**GOAL:**
Could you put the lines below into a numbered list, leaving out blank lines and the pictures?

**DATA SUPPLIED:**
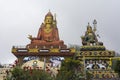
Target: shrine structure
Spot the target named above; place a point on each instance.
(46, 44)
(94, 55)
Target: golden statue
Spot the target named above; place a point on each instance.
(47, 34)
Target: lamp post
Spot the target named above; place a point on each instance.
(84, 67)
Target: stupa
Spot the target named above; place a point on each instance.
(94, 55)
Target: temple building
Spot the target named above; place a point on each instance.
(95, 56)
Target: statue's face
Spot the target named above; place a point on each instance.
(48, 29)
(48, 20)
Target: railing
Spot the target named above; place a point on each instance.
(19, 46)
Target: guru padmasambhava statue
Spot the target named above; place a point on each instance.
(47, 35)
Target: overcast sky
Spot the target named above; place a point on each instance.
(19, 18)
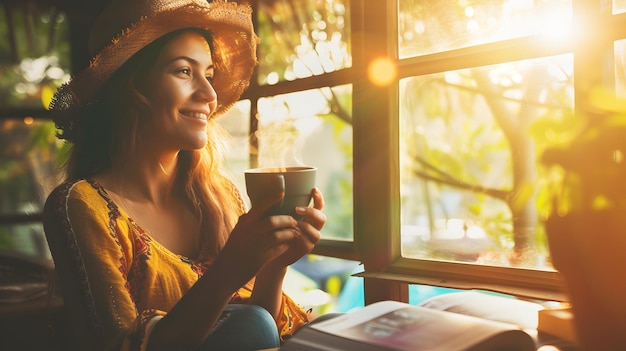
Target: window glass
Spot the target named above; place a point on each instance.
(426, 27)
(619, 49)
(472, 185)
(26, 239)
(313, 128)
(27, 164)
(236, 123)
(301, 38)
(34, 57)
(619, 6)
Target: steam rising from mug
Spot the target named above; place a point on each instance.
(296, 182)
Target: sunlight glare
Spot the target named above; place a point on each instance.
(381, 71)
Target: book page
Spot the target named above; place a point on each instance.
(400, 326)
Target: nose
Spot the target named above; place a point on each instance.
(205, 92)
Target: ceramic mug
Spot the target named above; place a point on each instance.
(297, 182)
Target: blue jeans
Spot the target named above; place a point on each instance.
(242, 328)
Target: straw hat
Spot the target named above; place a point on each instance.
(127, 26)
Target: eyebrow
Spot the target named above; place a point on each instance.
(189, 59)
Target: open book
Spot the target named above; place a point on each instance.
(392, 325)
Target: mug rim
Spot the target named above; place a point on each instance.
(285, 169)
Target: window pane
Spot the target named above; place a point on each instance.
(27, 165)
(24, 239)
(619, 49)
(35, 59)
(619, 6)
(472, 188)
(426, 27)
(313, 128)
(301, 38)
(236, 122)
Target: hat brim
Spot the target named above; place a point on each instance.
(234, 52)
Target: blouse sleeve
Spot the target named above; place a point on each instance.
(91, 261)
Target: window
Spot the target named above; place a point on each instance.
(480, 89)
(33, 63)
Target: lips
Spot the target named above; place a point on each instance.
(195, 114)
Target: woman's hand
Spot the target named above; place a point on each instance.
(257, 240)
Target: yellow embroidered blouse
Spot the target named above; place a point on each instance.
(117, 282)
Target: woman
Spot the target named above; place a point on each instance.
(151, 241)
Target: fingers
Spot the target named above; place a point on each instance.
(318, 199)
(258, 211)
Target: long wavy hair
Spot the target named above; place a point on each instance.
(107, 131)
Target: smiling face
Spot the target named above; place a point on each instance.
(181, 96)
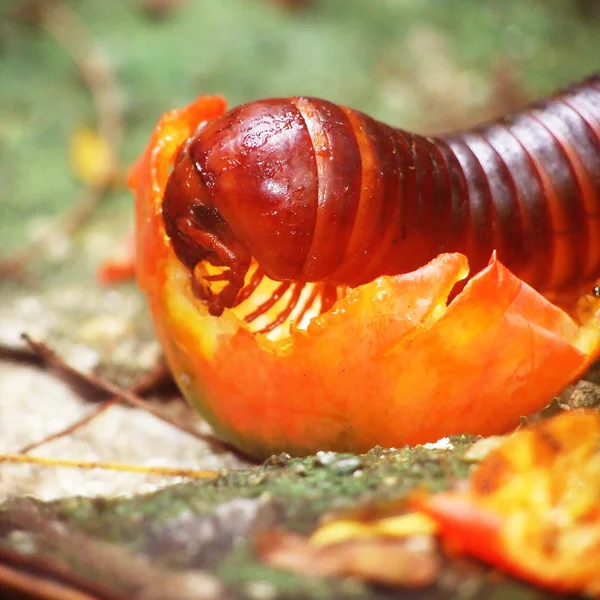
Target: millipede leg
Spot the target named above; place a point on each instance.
(287, 311)
(257, 277)
(265, 306)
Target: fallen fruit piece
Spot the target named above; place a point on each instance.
(389, 364)
(532, 507)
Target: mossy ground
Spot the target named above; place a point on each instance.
(420, 64)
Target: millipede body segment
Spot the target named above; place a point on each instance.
(301, 190)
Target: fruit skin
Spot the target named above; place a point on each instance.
(389, 365)
(530, 508)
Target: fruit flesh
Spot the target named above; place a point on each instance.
(389, 364)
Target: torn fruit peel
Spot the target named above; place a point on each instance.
(389, 364)
(532, 507)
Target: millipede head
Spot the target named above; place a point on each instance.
(199, 236)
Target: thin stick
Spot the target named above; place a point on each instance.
(144, 384)
(70, 429)
(51, 358)
(44, 461)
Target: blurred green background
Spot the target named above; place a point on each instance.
(422, 64)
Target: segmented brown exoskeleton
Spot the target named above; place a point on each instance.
(309, 191)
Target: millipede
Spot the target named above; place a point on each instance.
(321, 197)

**FULL ANSWER:**
1. Target: shrine structure
2. Spot the target named above; place a point on each instance.
3. (46, 44)
4. (94, 55)
5. Target: golden statue
6. Spot the target named above; place a point on each instance.
7. (47, 34)
8. Target: lamp post
9. Spot the target named above; place a point on each instance.
10. (84, 67)
11. Target: stupa
12. Spot the target named above; place a point on each instance.
13. (94, 55)
14. Target: temple building
15. Spot the target named above; place a point on each instance.
16. (95, 56)
17. Target: statue's face
18. Spot the target named above; place a point on each instance.
19. (48, 29)
20. (48, 20)
21. Target: railing
22. Spot the target named above; place a point on each instance.
23. (19, 46)
24. Target: guru padmasambhava statue
25. Spot the target named above; place a point on each instance.
26. (47, 35)
27. Target: overcast sky
28. Spot the target named above; place a point on each instance.
29. (19, 18)
30. Target: window glass
31. Spot the target named above; place a point on each instance.
32. (426, 27)
33. (619, 49)
34. (472, 185)
35. (26, 239)
36. (313, 128)
37. (27, 164)
38. (236, 123)
39. (301, 38)
40. (34, 57)
41. (619, 6)
42. Target: steam rising from mug
43. Spot the target named above; place a point on each instance.
44. (296, 182)
45. Target: sunlight glare
46. Spot the target named above; place a point on each instance.
47. (381, 71)
48. Target: book page
49. Spot the target named above; place a point on each instance.
50. (400, 326)
51. Target: nose
52. Spot the target named above; place a point on each instance.
53. (205, 92)
54. Target: ceramic mug
55. Spot the target named above; place a point on each instance.
56. (297, 182)
57. Target: blue jeans
58. Spot the target named above; place a point on each instance.
59. (242, 328)
60. Target: straw hat
61. Spot the target named above; place a point on each instance.
62. (127, 26)
63. Target: eyebrow
64. Spot the target named above; place a point on each instance.
65. (189, 59)
66. Target: open book
67. Spot the target named above; place a point on each instance.
68. (392, 325)
69. Target: mug rim
70. Spot the target named above; place a point on each instance.
71. (285, 169)
72. Target: window pane
73. Spot the target named above; place a point on each instance.
74. (27, 165)
75. (24, 239)
76. (619, 49)
77. (35, 59)
78. (619, 6)
79. (472, 188)
80. (426, 27)
81. (313, 128)
82. (301, 38)
83. (236, 122)
84. Target: hat brim
85. Spot the target named above; place a point on each instance.
86. (234, 52)
87. Target: blouse sleeve
88. Spot the target named above; place a point on each instance.
89. (91, 261)
90. Target: window
91. Spot the target named above; place a point on each instance.
92. (480, 89)
93. (33, 63)
94. Target: lips
95. Spot the target named above; place a point on each instance.
96. (195, 114)
97. Target: woman's hand
98. Spot the target named above; place a point on each instance.
99. (257, 240)
100. Target: yellow embroidered blouse
101. Spot the target named above; place a point on each instance.
102. (117, 282)
103. Target: woman
104. Spot the target named above; place a point on each instance.
105. (151, 241)
106. Target: fingers
107. Spot the target named above; place a point on each instance.
108. (318, 199)
109. (258, 211)
110. Target: long wavy hair
111. Spot the target named above; place a point on each instance.
112. (107, 131)
113. Target: smiling face
114. Spot the target named above; place a point on each instance.
115. (181, 96)
116. Target: millipede leg
117. Spot the target named above; place a point on each instance.
118. (287, 311)
119. (257, 277)
120. (265, 306)
121. Target: fallen fruit piece
122. Spot the target named above; place a point on each instance.
123. (389, 364)
124. (532, 507)
125. Target: mossy ground
126. Spot the target named above; place a point on each instance.
127. (420, 64)
128. Target: millipede body segment
129. Spot the target named above; place a point on each instance.
130. (301, 190)
131. Target: fruit skin
132. Spot the target named above; place a point on each instance.
133. (389, 365)
134. (530, 508)
135. Target: fruit flesh
136. Spot the target named above; place a point on each instance.
137. (389, 364)
138. Target: torn fruit peel
139. Spot the target named above; place a point on each instance.
140. (389, 364)
141. (532, 507)
142. Target: millipede head
143. Spot the target named above; place a point on each instance.
144. (199, 236)
145. Target: thin stick
146. Spot the target named above; place a point on each instance.
147. (144, 384)
148. (70, 429)
149. (51, 358)
150. (44, 461)
151. Target: blurred green background
152. Spot the target named above; place a point on each instance.
153. (422, 64)
154. Target: segmented brown exoskeleton
155. Spot the target named above; place a point on each instance.
156. (309, 191)
157. Target: millipede
158. Spot the target named above; place a point on each instance.
159. (321, 197)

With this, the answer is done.